• _Excerpt to read_
==============================
I will upload pictures when i finish work as i actually haven't got any of myself right now.

Please feel free to criticise i'm open to learning as this is my first ever prep so unsure how the body will react.


----------



## S D J R (Jul 15, 2017)

Sunday 16/7/2017

Was called into work for a 12hr shift. Meals prep all sorted for the day.....then what do the lads do...... they all order a breakfast sandwich with some ordering 2. i sat up the corner sulking force feeding myself rice noodles and chicken while them evil b*****ds laugh and joke wafting the oh so delicious smell my way......my resolve stayed strong.

I have been clean eating now for 2 weeks to slowly adjust myself for the upcoming prep. I have noticed a big difference in water weight and since cutting out dairy my stomach has shrunk due to intestines not being inflamed from the lactose.

The gym this week i have noticed muscle fatigue happen very early into the session. strength hasn't changed but amount of reps before i'm blowing has dropped dramatically. I think this is due to a drop in calories and partially to state of mind but will monitor over the next week as we all have good and bad days.

I don't use pre workouts as in the past they have made me crash hard and i literally sleep the rest of the day. For a pre workout i just have a black coffee with some sweetener which seems to do the trick.

Will keep updating when i can.


----------



## Tricky (Jan 21, 2017)

Good luck mate/ interested to see pictures and how you get on.

Unless your 6ft 2 or more you must be in good shape at 240lbs at 13% Bf. At 13% you would have your abs out anyway and that's a fair amount of weight so you must have some mass.

What height are you? Are you not able to say what drugs your using just not the doses?


----------



## S D J R (Jul 15, 2017)

Tricky said:


> Good luck mate/ interested to see pictures and how you get on.
==============================
• _Information provided_
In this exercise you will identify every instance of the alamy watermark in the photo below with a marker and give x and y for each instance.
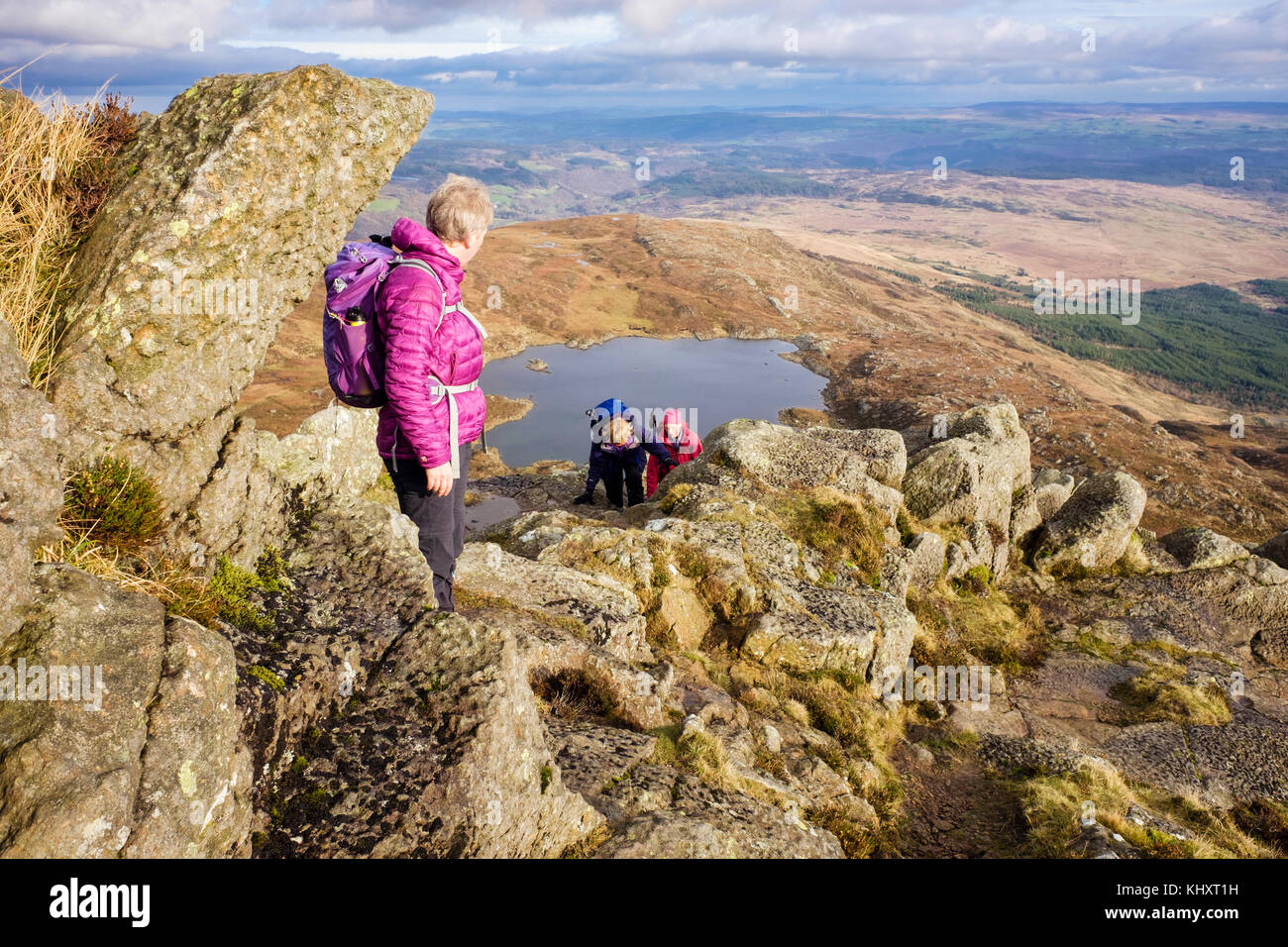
(181, 295)
(645, 423)
(54, 684)
(944, 684)
(1074, 296)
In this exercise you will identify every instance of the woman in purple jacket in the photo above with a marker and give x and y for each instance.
(433, 359)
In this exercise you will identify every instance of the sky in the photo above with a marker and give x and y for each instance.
(548, 54)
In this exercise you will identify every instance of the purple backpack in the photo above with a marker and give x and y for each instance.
(351, 337)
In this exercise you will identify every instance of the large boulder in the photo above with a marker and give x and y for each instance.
(861, 631)
(1196, 547)
(262, 483)
(445, 757)
(883, 453)
(703, 822)
(1275, 549)
(780, 458)
(140, 754)
(974, 474)
(1094, 528)
(222, 215)
(606, 607)
(31, 489)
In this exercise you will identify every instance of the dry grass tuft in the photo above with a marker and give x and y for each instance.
(54, 171)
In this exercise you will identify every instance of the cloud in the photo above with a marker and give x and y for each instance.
(930, 48)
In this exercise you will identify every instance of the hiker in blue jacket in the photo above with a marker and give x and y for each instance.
(618, 453)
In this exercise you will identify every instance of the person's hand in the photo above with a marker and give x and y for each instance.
(439, 479)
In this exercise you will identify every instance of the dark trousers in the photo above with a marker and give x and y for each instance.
(617, 472)
(441, 519)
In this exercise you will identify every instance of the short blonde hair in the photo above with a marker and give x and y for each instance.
(459, 208)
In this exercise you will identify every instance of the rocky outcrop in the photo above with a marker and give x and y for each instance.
(780, 458)
(141, 753)
(1093, 530)
(606, 608)
(31, 491)
(974, 474)
(265, 483)
(443, 757)
(1196, 547)
(214, 230)
(1275, 549)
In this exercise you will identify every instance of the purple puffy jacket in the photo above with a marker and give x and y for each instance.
(413, 425)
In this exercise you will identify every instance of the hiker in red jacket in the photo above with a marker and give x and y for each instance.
(681, 442)
(433, 359)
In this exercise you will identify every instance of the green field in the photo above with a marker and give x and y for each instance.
(1206, 338)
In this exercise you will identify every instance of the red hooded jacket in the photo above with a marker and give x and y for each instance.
(682, 449)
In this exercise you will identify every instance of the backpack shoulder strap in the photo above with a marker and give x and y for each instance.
(421, 264)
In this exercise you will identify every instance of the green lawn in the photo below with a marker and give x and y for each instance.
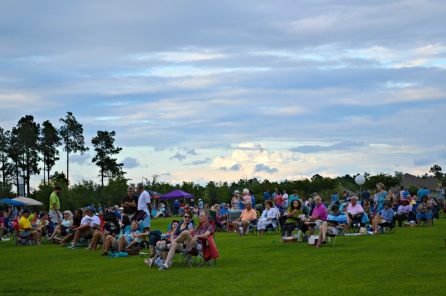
(409, 262)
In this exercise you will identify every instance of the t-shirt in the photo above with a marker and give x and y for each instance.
(23, 224)
(293, 197)
(440, 194)
(248, 215)
(87, 220)
(354, 210)
(129, 209)
(285, 199)
(202, 229)
(279, 200)
(341, 218)
(320, 211)
(143, 200)
(54, 199)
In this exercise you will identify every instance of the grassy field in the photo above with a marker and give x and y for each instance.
(409, 262)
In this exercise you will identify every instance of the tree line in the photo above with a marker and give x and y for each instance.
(31, 147)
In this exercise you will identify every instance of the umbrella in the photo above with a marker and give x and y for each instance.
(28, 201)
(176, 194)
(11, 202)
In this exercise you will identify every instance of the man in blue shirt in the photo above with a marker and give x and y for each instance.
(253, 200)
(266, 194)
(365, 195)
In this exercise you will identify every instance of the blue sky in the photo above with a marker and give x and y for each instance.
(200, 90)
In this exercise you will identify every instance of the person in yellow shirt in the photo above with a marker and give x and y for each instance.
(25, 228)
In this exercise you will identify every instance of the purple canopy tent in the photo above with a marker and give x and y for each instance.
(176, 194)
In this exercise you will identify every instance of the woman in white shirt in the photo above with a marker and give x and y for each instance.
(268, 216)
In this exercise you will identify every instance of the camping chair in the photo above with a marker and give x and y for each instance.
(21, 240)
(273, 227)
(387, 227)
(340, 230)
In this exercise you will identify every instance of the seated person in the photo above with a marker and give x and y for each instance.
(88, 225)
(101, 232)
(335, 220)
(203, 232)
(222, 216)
(247, 215)
(385, 216)
(403, 211)
(267, 216)
(354, 209)
(25, 228)
(62, 229)
(293, 213)
(163, 245)
(42, 222)
(77, 218)
(124, 241)
(318, 216)
(424, 211)
(3, 230)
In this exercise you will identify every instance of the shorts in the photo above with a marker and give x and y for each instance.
==============================
Carry on the contest prep thread from the point where it stops. The rows come from a different source than the contest prep thread.

> 
> Unless your 6ft 2 or more you must be in good shape at 240lbs at 13% Bf. At 13% you would have your abs out anyway and that's a fair amount of weight so you must have some mass.
> 
> What height are you? Are you not able to say what drugs your using just not the doses?


 Hey mate, im a modest 5ft 10. I carry all my weight on my stomach so abs are just about to come out over the next 2 weeks. Abs will show about 11% ive been told.

My coach said that the drug plan he has put me on is his own secret and doesnt want to share. But i can say that its not very high dosages but he might change that i do what im told.

Im still waiting for moderators to allow me to post freely then i will be adding more content.


----------



## Tricky (Jan 21, 2017)

S D J R said:


> Hey mate, im a modest 5ft 10. I carry all my weight on my stomach so abs are just about to come out over the next 2 weeks. Abs will show about 11% ive been told.
> 
> My coach said that the drug plan he has put me on is his own secret and doesnt want to share. But i can say that its not very high dosages but he might change that i do what im told.
> 
> Im still waiting for moderators to allow me to post freely then i will be adding more content.


 No problem. All the best. I wouldn't expect doses to be that high anyway as many great physique aren't build on high doses it's more so those with inadequate training and nutrition that use high doses as a crutch to take and fill the void from not eating right.

Look forward to your pictures and progress. Are you going to post training and nutrition or is that his secret too? I imagine his prep won't differ too much in terms of compounds anyway just the usual test, tren, mast, winny, t3, clen and var. are you using or plan to use slin or growth?


----------



## S D J R (Jul 15, 2017)

Tricky said:


> No problem. All the best. I wouldn't expect doses to be that high anyway as many great physique aren't build on high doses it's more so those with inadequate training and nutrition that use high doses as a crutch to take and fill the void from not eating right.
> 
> Look forward to your pictures and progress. Are you going to post training and nutrition or is that his secret too? I imagine his prep won't differ too much in terms of compounds anyway just the usual test, tren, mast, winny, t3, clen and var. are you using or plan to use slin or growth?


 No HGH or Slin want to keep the waist small and i hear bad things about slin so staying well clear.

I will be posting training and nutrition vids and pictures once i get that hang of uploading which for some reason wont let me do off my phone.

I will have a word with him see if i can at least get his stage 1 drug outline done.


----------



## Tricky (Jan 21, 2017)

S D J R said:


> No HGH or Slin want to keep the waist small and i hear bad things about slin so staying well clear.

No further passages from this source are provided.